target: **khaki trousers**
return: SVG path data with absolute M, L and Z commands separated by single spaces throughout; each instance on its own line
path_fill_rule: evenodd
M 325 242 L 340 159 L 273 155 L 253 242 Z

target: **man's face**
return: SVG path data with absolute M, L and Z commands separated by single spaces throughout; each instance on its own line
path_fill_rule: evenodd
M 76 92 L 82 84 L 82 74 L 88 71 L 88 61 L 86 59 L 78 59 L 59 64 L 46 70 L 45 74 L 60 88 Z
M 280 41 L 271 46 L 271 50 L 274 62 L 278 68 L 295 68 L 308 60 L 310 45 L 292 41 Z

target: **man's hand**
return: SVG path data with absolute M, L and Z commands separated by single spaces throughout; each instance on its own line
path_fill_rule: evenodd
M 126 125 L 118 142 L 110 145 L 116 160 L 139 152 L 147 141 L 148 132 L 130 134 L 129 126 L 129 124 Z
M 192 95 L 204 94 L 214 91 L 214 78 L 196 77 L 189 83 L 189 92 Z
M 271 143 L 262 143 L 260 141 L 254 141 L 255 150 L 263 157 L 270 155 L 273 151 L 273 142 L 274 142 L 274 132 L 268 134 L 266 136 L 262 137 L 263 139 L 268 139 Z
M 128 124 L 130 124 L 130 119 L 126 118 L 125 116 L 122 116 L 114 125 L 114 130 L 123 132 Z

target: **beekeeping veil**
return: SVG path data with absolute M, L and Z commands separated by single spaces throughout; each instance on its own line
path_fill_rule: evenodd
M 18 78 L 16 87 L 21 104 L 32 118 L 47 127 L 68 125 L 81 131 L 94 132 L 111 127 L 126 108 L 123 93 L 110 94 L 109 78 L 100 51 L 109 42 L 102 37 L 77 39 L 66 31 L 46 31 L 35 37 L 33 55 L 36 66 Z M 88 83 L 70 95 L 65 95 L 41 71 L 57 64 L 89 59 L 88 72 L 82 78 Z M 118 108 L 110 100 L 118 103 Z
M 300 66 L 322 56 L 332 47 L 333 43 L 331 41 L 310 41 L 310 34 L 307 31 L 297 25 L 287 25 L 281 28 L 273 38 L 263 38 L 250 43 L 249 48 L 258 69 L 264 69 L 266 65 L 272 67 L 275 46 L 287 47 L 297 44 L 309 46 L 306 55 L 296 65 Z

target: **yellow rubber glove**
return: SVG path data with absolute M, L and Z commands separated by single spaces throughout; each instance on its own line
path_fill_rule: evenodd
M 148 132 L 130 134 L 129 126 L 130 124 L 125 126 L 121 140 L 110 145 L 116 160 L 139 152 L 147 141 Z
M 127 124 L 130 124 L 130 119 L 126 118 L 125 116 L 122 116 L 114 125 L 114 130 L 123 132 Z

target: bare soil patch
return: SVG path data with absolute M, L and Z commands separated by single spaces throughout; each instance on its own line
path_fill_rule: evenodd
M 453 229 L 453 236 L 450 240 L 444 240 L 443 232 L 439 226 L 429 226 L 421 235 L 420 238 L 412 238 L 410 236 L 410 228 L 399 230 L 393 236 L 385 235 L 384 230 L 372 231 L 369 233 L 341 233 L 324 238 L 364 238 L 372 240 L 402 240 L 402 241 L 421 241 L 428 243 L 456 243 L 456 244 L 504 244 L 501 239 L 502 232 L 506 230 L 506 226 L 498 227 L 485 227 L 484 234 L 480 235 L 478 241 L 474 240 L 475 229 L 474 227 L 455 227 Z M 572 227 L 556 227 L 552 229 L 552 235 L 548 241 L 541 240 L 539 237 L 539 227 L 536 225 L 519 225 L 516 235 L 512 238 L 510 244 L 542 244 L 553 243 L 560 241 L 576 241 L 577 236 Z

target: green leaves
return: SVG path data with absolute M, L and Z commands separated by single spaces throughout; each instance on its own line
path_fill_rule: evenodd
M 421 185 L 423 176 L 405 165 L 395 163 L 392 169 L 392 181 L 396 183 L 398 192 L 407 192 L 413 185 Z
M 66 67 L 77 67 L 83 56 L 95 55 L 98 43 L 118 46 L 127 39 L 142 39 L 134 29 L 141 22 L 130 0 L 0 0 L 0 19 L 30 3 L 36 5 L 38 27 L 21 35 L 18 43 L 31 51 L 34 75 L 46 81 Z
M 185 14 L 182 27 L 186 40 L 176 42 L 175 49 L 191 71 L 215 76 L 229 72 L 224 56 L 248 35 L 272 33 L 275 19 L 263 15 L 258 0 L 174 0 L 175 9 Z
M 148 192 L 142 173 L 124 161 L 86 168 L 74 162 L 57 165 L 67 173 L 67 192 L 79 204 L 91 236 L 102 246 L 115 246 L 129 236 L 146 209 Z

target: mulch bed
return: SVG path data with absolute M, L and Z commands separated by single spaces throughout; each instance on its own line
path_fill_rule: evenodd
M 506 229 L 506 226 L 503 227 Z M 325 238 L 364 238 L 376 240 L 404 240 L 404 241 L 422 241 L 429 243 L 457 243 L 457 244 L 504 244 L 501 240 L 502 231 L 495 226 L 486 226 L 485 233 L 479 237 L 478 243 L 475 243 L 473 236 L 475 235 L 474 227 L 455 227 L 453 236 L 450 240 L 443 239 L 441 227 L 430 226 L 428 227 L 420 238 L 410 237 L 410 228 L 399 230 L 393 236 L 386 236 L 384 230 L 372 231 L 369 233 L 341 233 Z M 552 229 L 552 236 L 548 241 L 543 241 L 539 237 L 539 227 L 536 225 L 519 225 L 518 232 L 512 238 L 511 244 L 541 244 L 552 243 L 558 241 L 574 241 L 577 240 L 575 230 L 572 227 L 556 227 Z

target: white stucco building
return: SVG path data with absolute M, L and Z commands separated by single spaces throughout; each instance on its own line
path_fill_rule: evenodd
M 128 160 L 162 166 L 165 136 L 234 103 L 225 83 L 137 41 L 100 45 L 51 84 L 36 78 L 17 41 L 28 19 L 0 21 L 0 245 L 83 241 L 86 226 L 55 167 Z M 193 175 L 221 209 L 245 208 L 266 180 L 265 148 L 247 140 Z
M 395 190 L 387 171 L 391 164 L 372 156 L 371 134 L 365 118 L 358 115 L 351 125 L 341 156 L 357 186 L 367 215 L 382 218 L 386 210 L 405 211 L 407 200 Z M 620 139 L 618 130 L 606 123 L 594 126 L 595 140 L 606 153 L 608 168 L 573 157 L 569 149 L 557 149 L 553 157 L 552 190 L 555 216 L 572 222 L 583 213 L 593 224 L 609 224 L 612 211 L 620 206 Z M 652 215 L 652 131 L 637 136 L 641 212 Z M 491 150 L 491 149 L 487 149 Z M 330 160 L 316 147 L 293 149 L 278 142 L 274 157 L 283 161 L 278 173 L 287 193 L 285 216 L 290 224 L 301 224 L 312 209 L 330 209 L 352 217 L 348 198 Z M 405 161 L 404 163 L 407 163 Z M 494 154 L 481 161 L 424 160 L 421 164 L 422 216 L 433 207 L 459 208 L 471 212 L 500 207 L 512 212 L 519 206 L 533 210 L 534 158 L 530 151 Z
-*-
- The exercise:
Copy out, verbatim, the entries from their first line down to and including the line that contains "M 325 242 L 340 159 L 273 155 L 253 242 Z".

- Written answer:
target: **khaki trousers**
return: SVG path data with absolute M, L and Z commands separated by single spaces throughout; each instance on its own line
path_fill_rule: evenodd
M 325 242 L 340 159 L 273 155 L 253 242 Z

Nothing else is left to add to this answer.